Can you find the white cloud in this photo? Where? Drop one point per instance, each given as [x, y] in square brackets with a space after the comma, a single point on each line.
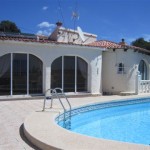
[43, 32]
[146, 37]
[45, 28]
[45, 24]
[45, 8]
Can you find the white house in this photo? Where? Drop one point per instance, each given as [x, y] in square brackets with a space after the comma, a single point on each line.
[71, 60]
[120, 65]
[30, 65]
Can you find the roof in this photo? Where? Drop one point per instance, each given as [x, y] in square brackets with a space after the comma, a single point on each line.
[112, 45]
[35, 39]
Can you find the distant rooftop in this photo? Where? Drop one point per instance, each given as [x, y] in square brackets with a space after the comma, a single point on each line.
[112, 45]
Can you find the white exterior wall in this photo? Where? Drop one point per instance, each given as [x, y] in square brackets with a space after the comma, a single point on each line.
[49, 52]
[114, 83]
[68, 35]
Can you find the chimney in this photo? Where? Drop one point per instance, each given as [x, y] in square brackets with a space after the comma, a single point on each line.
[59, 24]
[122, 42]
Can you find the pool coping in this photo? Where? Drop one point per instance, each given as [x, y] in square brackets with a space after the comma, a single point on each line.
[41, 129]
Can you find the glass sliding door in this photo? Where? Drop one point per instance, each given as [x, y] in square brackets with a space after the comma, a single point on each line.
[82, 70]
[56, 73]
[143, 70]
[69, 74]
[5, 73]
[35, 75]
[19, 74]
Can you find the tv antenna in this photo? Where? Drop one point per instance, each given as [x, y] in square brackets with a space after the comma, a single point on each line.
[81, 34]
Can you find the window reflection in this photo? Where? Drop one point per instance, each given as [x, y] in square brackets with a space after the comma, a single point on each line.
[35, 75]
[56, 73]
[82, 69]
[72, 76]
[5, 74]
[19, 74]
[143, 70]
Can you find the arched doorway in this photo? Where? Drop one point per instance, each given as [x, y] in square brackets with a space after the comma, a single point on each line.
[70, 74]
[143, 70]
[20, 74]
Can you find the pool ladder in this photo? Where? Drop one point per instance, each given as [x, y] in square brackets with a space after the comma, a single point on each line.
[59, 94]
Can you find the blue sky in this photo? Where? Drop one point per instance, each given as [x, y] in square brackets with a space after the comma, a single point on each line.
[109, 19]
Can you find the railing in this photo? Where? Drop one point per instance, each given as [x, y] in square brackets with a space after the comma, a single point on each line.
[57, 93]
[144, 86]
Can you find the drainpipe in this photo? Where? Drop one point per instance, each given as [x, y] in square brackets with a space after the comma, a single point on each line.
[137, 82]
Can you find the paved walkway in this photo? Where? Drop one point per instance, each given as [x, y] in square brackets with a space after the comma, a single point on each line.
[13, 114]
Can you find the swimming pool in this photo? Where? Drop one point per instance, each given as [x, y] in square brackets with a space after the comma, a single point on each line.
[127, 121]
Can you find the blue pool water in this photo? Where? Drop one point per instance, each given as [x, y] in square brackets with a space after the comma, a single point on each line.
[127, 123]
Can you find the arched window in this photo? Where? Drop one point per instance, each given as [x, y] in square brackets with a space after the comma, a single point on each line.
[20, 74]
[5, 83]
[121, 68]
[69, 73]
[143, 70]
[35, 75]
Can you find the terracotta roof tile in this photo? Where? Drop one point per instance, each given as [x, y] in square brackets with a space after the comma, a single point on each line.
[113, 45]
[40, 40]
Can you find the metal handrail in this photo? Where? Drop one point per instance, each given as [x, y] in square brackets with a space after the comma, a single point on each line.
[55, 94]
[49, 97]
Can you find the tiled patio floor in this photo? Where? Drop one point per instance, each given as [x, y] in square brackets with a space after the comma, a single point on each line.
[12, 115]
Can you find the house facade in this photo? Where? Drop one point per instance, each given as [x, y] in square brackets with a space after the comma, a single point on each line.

WORK ORDER - Go through the entries above and write them out again exactly, images left behind.

TASK OUTPUT -
Can you find the white cloud in this photo? Where? Drop one point per instance, each given as [x, y] in square brackets with a space after the comma, a single point on each line.
[43, 32]
[146, 37]
[45, 28]
[45, 24]
[45, 8]
Can you find the white house in this photo? Where? Drop one point per instance, each given as [x, y] in square brackets with a space after the comma, a single point on each line.
[71, 60]
[120, 65]
[30, 65]
Can you find the roof in this photo? Where? Drop one point per instance, each given as [x, y] in square brackets with a space after the comma, a single point on each line.
[112, 45]
[35, 39]
Can you find the distant rooftop in this photo? Where? Drop one point per instance, each given as [x, y] in square brackets with a space after the comma, a single point on each line.
[112, 45]
Can you find the white exterior wall in this photo? Where? Drop one point per instance, each given as [x, y] in square brackets with a space after the comma, a single point on each line.
[49, 52]
[114, 83]
[68, 35]
Can you find the chimney in this photo? Where? Drop one point per instance, each given as [x, y] in square brackets with a space after the comma, a single point on each line.
[59, 24]
[122, 42]
Can you find the pool coping in this photo? Where? Drop one point per instance, each given as [x, y] in square brackets with a space after the comma, a single point on each line.
[41, 129]
Can you find the glass sliding door in this photo? Where? Drop one point per instance, each given as [x, y] in square brackets with a space after the comma, a single point on each line.
[82, 70]
[56, 73]
[143, 70]
[69, 74]
[5, 73]
[35, 75]
[19, 74]
Can you find the tv antenna in this photo? Where? Drop one point per instance, each given as [x, y] in square brackets with a space after the comma, a single point on each line.
[81, 34]
Can you find the window reflection in this photo? Where? Drop one point per instance, each given as [x, y] in square brackets with a space after the comma, a single point on each line.
[35, 75]
[56, 73]
[82, 69]
[72, 76]
[5, 74]
[19, 74]
[143, 70]
Can you find the arched doorway in this photo? Where? Drop one point per instance, each given as [x, y] in square brackets with a space after the comma, a single point on each line.
[70, 74]
[143, 70]
[20, 74]
Can you find the pool ladder in this photo? Where? Drop one point per instance, each given as [x, y] in square brackets with a space after the comma, a single point on each line.
[59, 94]
Can you find the blue sky in this photo? Where? Drop one point per instance, each given as [x, y] in square brackets with a space after the comma, a single point on each line.
[109, 19]
Can you find the railing in this photo? Where? Drop one point per instance, each given as [x, y] in square brackets with a space after the comma, a single point on each line.
[57, 93]
[144, 86]
Can you find the drainpipe in this photo? Where? Drop one point per instance, each given as [x, y] in square brackets with a space after the comma, a single point on each line.
[137, 82]
Can you find the paved walkway in this photo? Where? Drop one point per instance, each given as [x, y] in square brackets with a space after the comma, a single point on each line.
[13, 114]
Can you find the swimming pool in this photo? Where? Drop one point per instance, each given as [x, y] in square brackets with a space after the comma, a single point on each line.
[127, 121]
Can you find the blue pool water in this photo? Where? Drop one point per instance, each given as [x, y] in square brackets with a space after the comma, a single point on each line.
[127, 123]
Can you find the arched window in this photo? Where? Drop one point per instance, each given as [x, y] in square brackets with a space after the comma, a single point on each line.
[20, 74]
[5, 83]
[121, 68]
[69, 73]
[143, 70]
[35, 75]
Can you find the terracotta roof tile in this photo? Where? Drop one point per instance, each given as [x, y] in square brackets with a space after the comma, a single point on each line.
[113, 45]
[40, 40]
Can you find the metal handrail in this photo? Where? Drop one point per instance, each given as [x, y] in square brackets with a space after the comma, a single point on each line.
[55, 94]
[49, 97]
Can you find the tiled patio floor in this photo? Where? Drop one point per instance, each given as [x, y] in square brackets with a space after the comma, a single point on each line.
[12, 115]
Can you find the house facade in this photo? Where? Drop one point per instance, each given as [x, y] in square brackets with a space after the comma, a single point on each line.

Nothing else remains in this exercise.